WHAT THE EXERCISE ASKS :: Every line from the one with "of the brown" through the end of the records below should be restated word for word, and nothing outside that span.

(Stored items)

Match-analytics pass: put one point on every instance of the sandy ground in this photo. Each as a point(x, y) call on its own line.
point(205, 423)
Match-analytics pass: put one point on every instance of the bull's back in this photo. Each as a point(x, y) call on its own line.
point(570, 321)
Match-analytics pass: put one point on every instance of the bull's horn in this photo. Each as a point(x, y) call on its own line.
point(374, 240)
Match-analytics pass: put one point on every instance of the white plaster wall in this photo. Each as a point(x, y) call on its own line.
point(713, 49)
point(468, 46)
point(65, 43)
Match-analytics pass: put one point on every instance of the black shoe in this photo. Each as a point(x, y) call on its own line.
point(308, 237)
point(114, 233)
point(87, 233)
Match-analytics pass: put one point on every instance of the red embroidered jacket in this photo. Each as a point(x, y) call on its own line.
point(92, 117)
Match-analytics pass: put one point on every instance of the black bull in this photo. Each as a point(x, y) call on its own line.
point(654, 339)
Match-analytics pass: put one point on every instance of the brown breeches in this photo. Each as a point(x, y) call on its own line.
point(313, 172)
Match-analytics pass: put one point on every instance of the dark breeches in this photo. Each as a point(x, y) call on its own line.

ANSWER BOX ::
Match-analytics pass: put one point on every instance of the brown breeches in this photo. Each as a point(x, y) call on its own line.
point(313, 172)
Match-analytics pass: put one point on every instance of the dark breeches in this photo. Each as a point(x, y) call on its own line.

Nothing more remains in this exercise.